» **Directive**
Please rewrite the whole listing below, changing each "sidewalk" to "pavement" and leaving everything else untouched.

** start Records for this task **

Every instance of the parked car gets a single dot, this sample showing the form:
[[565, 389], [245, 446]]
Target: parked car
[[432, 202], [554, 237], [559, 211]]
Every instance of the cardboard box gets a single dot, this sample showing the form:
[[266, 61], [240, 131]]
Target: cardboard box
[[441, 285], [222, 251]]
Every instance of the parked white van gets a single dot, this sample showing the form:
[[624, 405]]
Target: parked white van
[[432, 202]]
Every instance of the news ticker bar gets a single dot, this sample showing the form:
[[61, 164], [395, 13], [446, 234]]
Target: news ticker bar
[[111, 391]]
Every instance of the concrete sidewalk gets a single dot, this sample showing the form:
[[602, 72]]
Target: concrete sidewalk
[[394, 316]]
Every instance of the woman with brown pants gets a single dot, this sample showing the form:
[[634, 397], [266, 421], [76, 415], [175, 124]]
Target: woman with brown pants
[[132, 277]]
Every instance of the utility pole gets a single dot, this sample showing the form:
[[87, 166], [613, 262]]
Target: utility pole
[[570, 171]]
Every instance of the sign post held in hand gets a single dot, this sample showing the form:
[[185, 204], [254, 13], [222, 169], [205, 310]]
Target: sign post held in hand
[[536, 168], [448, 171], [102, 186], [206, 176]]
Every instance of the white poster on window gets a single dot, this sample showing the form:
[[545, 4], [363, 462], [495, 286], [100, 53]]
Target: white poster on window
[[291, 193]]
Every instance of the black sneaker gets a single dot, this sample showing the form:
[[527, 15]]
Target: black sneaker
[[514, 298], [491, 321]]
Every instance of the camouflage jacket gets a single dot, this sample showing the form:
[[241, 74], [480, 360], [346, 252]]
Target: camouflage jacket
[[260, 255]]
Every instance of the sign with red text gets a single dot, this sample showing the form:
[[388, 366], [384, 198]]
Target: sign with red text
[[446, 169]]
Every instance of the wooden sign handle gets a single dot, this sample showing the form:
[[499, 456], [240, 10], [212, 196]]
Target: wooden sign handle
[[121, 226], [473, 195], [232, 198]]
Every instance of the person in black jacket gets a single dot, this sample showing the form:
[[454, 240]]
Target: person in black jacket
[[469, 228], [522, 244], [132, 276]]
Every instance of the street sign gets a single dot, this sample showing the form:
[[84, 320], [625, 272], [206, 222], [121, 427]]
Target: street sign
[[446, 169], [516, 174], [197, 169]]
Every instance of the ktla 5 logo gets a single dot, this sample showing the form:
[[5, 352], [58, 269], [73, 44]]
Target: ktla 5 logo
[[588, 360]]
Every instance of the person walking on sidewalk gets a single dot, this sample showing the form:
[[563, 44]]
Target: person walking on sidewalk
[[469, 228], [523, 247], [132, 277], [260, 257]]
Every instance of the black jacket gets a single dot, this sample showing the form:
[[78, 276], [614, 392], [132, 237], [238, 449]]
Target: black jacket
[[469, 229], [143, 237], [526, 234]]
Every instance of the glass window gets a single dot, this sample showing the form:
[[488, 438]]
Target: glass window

** end Records for this task **

» **Reply to the exercise**
Every instance of the parked car gets a single dot, this sample showing the form:
[[565, 389], [245, 446]]
Target: parked car
[[432, 202], [554, 237], [559, 211]]
Every instance of the cardboard box gets a single dot, this sample showing the form:
[[266, 61], [240, 131]]
Target: cardboard box
[[441, 285], [222, 251]]
Every instance of the parked white van gets a single dot, this sample showing the form:
[[624, 405]]
Target: parked white van
[[432, 202]]
Every instance of the news ticker bar gets a single dot, this sample showing the form:
[[61, 164], [395, 13], [446, 234]]
Target: news ticker bar
[[111, 391]]
Every instance of the concrete pavement gets a single dot, this sample showing the form:
[[602, 72]]
Target: concrete pavement
[[394, 316]]
Every instance of the woman with brown pants gets a single dot, this sample showing the form:
[[634, 397], [266, 421], [76, 415], [175, 124]]
Target: woman with brown pants
[[132, 277]]
Every instance of the utility pole gets a single dot, this sample showing the form:
[[87, 166], [613, 262]]
Target: utility pole
[[570, 171]]
Every instance of the sign post held in hand gets a single dot, this sample showing the form:
[[185, 204], [254, 13], [222, 169], [205, 310]]
Target: sign post held in hand
[[536, 168], [448, 171], [102, 186], [206, 176]]
Every instance of the white poster on window gets a single dot, this sample showing the form:
[[545, 4], [363, 462], [495, 286], [100, 53]]
Target: white poster on window
[[291, 193]]
Every instance of the black sneaker gets a single dot, this sample showing the form:
[[527, 15]]
Target: black sneaker
[[514, 298], [491, 321]]
Every instance of the camouflage jacket gets a single dot, this sample showing the form:
[[241, 74], [480, 360], [346, 252]]
Target: camouflage jacket
[[260, 255]]
Every instance of the sign with red text gets a single dot, this sample showing the form:
[[388, 366], [384, 198]]
Target: sign with red text
[[446, 169]]
Every instance of the wooden sign handle gets a single dot, this sample showing the form:
[[499, 456], [240, 10], [212, 196]]
Target: wooden sign handle
[[121, 226], [473, 195], [232, 198]]
Every instance of the person in black jacket gets a single dot, this sample showing the form:
[[454, 240]]
Target: person in black jacket
[[469, 228], [522, 244], [132, 276]]
Every instance of the street sign gets a single dot, this sample showing the form:
[[84, 320], [625, 272], [206, 222], [121, 427]]
Target: street sign
[[446, 169], [516, 174], [197, 169]]
Every instance of the ktla 5 logo gets a single dot, this sample showing the form:
[[5, 352], [58, 269], [73, 44]]
Target: ktla 5 logo
[[588, 360]]
Every instance of the person walking on pavement gets a single dot, this sample showing the form:
[[563, 44]]
Target: person walking on pavement
[[469, 228], [523, 247], [132, 277], [260, 257]]
Every instance of the black jacket gets a single dot, this sample showing the form:
[[78, 276], [614, 392], [132, 237], [238, 449]]
Target: black jacket
[[469, 229], [143, 237], [526, 234]]
Every instance of the glass window gets a single dot, this sample showing the form:
[[488, 438]]
Target: glass window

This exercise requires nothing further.